<<<<

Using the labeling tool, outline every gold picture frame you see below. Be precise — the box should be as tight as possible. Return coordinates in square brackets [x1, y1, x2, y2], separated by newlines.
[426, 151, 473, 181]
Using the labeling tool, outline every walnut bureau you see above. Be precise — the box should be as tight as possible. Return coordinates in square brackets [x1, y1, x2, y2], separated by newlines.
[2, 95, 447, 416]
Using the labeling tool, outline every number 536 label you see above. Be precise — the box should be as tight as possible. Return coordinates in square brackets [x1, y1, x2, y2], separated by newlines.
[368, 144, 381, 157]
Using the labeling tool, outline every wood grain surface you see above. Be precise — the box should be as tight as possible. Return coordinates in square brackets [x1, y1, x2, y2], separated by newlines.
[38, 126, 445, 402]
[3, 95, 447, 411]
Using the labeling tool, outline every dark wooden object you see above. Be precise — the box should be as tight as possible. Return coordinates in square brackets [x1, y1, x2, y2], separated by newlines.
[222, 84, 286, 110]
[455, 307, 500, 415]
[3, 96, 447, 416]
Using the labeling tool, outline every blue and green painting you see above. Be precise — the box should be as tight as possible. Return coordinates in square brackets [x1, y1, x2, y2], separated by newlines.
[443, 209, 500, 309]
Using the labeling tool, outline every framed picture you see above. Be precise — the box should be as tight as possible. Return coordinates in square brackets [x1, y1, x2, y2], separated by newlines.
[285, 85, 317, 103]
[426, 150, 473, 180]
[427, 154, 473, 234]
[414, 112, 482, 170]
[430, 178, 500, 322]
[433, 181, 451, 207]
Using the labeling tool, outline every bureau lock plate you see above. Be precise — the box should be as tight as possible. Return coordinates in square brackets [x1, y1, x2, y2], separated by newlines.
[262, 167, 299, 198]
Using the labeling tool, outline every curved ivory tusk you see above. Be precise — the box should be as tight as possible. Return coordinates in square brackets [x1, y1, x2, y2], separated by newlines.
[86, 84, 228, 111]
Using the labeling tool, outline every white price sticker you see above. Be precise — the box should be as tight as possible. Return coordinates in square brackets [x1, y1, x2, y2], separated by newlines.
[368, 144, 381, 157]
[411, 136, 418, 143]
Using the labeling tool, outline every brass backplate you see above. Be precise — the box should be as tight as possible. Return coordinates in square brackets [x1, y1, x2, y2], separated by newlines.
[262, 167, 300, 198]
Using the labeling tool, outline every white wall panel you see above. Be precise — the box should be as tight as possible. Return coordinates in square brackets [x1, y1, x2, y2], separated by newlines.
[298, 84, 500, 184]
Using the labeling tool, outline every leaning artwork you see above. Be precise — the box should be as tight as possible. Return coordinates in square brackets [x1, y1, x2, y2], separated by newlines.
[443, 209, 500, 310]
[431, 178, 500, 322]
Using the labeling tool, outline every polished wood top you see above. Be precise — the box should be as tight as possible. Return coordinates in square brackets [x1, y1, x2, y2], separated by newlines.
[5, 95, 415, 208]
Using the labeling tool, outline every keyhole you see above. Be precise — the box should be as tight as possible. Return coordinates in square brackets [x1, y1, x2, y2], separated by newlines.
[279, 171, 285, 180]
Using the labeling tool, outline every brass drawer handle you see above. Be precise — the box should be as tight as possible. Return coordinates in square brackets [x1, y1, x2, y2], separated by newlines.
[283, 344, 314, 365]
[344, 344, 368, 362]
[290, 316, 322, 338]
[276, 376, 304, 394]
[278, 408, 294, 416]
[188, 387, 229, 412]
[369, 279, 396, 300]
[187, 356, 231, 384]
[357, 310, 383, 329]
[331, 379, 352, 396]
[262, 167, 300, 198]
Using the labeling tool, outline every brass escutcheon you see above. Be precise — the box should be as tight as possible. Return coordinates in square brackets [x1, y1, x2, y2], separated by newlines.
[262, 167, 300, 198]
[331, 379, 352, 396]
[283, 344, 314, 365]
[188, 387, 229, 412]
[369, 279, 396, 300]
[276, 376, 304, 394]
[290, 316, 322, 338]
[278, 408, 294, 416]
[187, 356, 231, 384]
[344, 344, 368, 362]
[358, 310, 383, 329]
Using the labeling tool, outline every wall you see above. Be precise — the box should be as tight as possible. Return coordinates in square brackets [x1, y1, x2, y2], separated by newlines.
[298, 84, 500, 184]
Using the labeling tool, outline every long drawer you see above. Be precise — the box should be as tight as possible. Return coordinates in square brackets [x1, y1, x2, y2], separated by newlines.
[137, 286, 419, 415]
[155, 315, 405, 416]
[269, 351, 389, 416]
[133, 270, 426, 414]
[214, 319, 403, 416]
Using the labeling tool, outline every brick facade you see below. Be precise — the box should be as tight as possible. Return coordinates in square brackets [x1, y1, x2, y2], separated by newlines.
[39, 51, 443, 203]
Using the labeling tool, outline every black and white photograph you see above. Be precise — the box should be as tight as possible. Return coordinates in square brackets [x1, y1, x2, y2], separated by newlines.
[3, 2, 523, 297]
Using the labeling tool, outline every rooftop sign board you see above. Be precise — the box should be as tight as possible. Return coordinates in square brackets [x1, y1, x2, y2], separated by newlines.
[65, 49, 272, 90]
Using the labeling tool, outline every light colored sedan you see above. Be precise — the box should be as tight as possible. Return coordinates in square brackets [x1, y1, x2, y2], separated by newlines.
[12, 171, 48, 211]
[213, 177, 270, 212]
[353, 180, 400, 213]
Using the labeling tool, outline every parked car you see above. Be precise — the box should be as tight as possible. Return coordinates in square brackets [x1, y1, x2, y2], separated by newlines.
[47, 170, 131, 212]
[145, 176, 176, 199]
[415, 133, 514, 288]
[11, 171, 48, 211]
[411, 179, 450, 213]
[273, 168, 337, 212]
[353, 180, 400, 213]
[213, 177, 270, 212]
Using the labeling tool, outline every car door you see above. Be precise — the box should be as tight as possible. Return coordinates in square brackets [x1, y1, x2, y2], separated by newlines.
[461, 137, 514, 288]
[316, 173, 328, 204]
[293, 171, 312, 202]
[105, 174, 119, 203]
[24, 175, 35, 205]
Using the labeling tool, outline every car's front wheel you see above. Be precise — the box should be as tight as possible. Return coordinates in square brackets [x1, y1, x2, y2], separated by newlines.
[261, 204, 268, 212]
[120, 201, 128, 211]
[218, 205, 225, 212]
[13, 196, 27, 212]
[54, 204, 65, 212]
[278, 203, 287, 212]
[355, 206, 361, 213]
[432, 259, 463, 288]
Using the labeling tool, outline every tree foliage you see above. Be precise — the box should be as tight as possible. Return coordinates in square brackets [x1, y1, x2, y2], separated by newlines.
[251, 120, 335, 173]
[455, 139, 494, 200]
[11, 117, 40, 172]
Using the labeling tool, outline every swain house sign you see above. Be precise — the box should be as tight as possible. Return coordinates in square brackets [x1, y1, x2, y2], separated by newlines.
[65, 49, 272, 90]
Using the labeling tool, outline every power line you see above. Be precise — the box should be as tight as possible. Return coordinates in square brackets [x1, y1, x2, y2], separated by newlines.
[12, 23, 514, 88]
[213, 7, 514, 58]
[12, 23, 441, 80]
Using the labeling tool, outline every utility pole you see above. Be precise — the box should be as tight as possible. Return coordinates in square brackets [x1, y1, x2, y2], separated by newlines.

>>>>

Requirement -
Reproduce the material while keeping each line exactly as it was written.

Your solution -
Using the labeling tool, outline every gold picture frame you see below. Be precise — the box should be as tight as possible. Return coordinates in square brackets [x1, y1, x2, y2], separated by newlines.
[426, 151, 473, 181]
Using the labeling tool, outline every walnut bureau you see above. Be precise — the box should be as tight as possible. Return coordinates in square brackets [x1, y1, x2, y2], separated by newlines.
[2, 95, 447, 416]
Using the labeling tool, outline every number 536 label you see above. Be precise — the box should be as tight as possible. Return coordinates in square brackets [x1, y1, x2, y2], separated by newlines.
[368, 144, 381, 157]
Using the labeling tool, outline every wood grain surface you see above. Be precise — the box should be as tight as possible. Return coordinates in square brackets [x1, y1, x2, y2], separated by newlines.
[38, 126, 445, 402]
[3, 95, 447, 411]
Using the labeling tool, outline every dark wooden object you see above. Be precise — the box should be as tight as possible. Return coordinates in square brackets [x1, y1, x2, y2], separated by newlines.
[222, 84, 286, 110]
[455, 307, 500, 415]
[3, 96, 447, 416]
Using the labeling tool, outline every blue and green painting you see above. Be precise — the box should be as tight as possible. Return coordinates in square brackets [x1, y1, x2, y2], separated by newlines.
[443, 209, 500, 309]
Using the labeling tool, outline every framed picture you see above. Be precise — the box should be as tight as possible. Return coordinates in square brackets [x1, y1, x2, y2], separated by newlines.
[285, 85, 317, 103]
[426, 150, 473, 180]
[427, 154, 473, 234]
[414, 112, 482, 170]
[430, 178, 500, 322]
[433, 181, 451, 207]
Using the labeling tool, outline every bureau lock plate you see above. Be precise — the box should be as tight as possible. Return coordinates in square brackets [x1, y1, x2, y2], separated by newlines.
[262, 167, 299, 198]
Using the labeling tool, outline every curved ivory tusk you see above. Be precise — the box should be as tight as possible. Return coordinates in square brackets [x1, y1, x2, y2], separated by newlines.
[86, 84, 228, 111]
Using the labeling tool, outline every white price sticker you see above. Be precise — the box should be as tight as possible. Return coordinates in square brackets [x1, y1, x2, y2], separated by newlines.
[368, 144, 381, 157]
[411, 136, 418, 143]
Using the labeling tool, outline every brass backplate you see above. Be precise — the box should be as tight as possible. Return coordinates in square brackets [x1, y1, x2, y2], separated by newlines.
[262, 167, 300, 198]
Using the labeling tool, outline every white wall panel you see above. Be precise — the box should be as tight as possible. Return coordinates in square brackets [x1, y1, x2, y2], separated by newlines.
[298, 84, 500, 184]
Using the labeling tool, outline every leaning artwork you see above. Be precise — the box should be as tight as possible. Return coordinates in square brackets [x1, y1, x2, y2], separated by newlines.
[443, 209, 500, 310]
[431, 178, 500, 322]
Using the labeling tool, outline every polished wood top you see above. Be precise — the box should be as tight as possible. Return coordinates in square brackets [x1, y1, x2, y2], separated by newlines.
[5, 95, 415, 208]
Using the labeling tool, outline every keyhole you see above. Be precise — the box should be as tight as possible. Return coordinates in square brackets [x1, y1, x2, y2], separated by newlines.
[279, 171, 285, 180]
Using the labeling tool, outline every brass drawer handle you see above. Be precise — the box should be as tight as possible. Return coordinates in square brackets [x1, y1, x2, y2], separated by newlines.
[283, 344, 314, 365]
[344, 344, 368, 362]
[290, 316, 322, 338]
[276, 376, 304, 394]
[278, 408, 294, 416]
[188, 387, 229, 412]
[369, 279, 396, 300]
[187, 356, 231, 384]
[357, 310, 383, 329]
[331, 379, 352, 396]
[262, 167, 300, 198]
Using the labeling tool, outline every brass escutcheon you see above. Be precise — the box should be as tight as possible. Return coordinates in square brackets [x1, y1, x2, y2], separated by newlines.
[262, 167, 300, 198]
[331, 379, 352, 396]
[283, 344, 314, 365]
[188, 387, 229, 412]
[369, 279, 396, 300]
[276, 376, 304, 394]
[290, 316, 322, 338]
[278, 408, 294, 416]
[187, 356, 231, 384]
[344, 344, 368, 362]
[358, 310, 383, 329]
Using the labeling tool, outline every wall you see above. Be precise — the box should be as tight as possible. Return coordinates in square brackets [x1, y1, x2, y2], separated by newlines.
[298, 84, 500, 184]
Using the labeling tool, outline every long drawer you see above. Be precise — the box should be as tight as possible. Return coordinates in square brackets [x1, y1, x2, y2], separated by newlines.
[137, 286, 419, 415]
[155, 315, 405, 416]
[269, 351, 389, 416]
[133, 270, 426, 414]
[214, 319, 403, 416]
Using the labeling tool, outline every brick facade you see below. Be precise — the box should be as tight as possible. Return coordinates in square brackets [x1, y1, x2, y2], separated by newlines.
[39, 51, 443, 203]
Using the labeling tool, outline every black and white photograph you see above. Be precise — the box should be as tight as possible. Return coordinates in square brackets [x1, y1, x2, y2], separated by newlines.
[3, 2, 523, 297]
Using the labeling tool, outline every rooftop sign board you see above. Be precise — the box should be as tight as possible. Return coordinates in square brackets [x1, y1, x2, y2], separated by newlines.
[65, 49, 272, 90]
Using the labeling tool, outline every light colored sedan you see above. Be precise — the box should be as tight as possible. Return coordinates in square brackets [x1, y1, x2, y2], separated by newlines.
[12, 171, 48, 211]
[213, 177, 270, 212]
[353, 180, 400, 213]
Using the labeling tool, outline every parked car you see above. Be precise — the box should be as tight as possible. Return coordinates in square brackets [x1, y1, x2, y2], separated by newlines.
[47, 170, 131, 212]
[145, 176, 176, 199]
[415, 133, 514, 288]
[11, 171, 48, 211]
[411, 179, 450, 213]
[273, 168, 337, 212]
[353, 180, 400, 213]
[213, 177, 270, 212]
Using the labeling tool, outline every car door you see above. Be precise — the box should be as tight as possible. Return coordinates in square brackets [x1, y1, x2, y2], separated by newlines.
[461, 137, 514, 288]
[316, 173, 328, 204]
[293, 171, 312, 202]
[105, 174, 119, 203]
[24, 175, 35, 205]
Using the labeling tool, outline every car's front wheel you see above. Be precise — the box should be as tight as possible. Return coordinates in square brackets [x1, y1, x2, y2], separated by newlines.
[261, 204, 268, 212]
[120, 201, 128, 211]
[218, 205, 225, 212]
[13, 196, 27, 212]
[54, 204, 65, 212]
[278, 203, 287, 212]
[355, 206, 361, 213]
[432, 259, 463, 288]
Using the labeling tool, outline every tree foliage you see above. Be precise — the box should be as tight as possible. Return coordinates in square brackets [x1, y1, x2, y2], separated by newlines.
[251, 120, 335, 173]
[455, 139, 494, 200]
[11, 117, 40, 172]
Using the labeling tool, outline every swain house sign you see above. Be precise — the box should be as tight as possible. Return coordinates in square brackets [x1, y1, x2, y2], separated by newlines.
[65, 49, 272, 90]
Using the labeling tool, outline every power line you see above. Be precise — the box should be as tight as possible. Return coordinates in square brackets [x1, y1, x2, y2], separated by newlines.
[12, 23, 514, 88]
[213, 7, 514, 58]
[12, 23, 441, 80]
Using the labeling tool, outline every utility pole you see above. Be precise — the box should be as tight as possible. Return coordinates in square brackets [x1, y1, x2, y2], separated by newlines.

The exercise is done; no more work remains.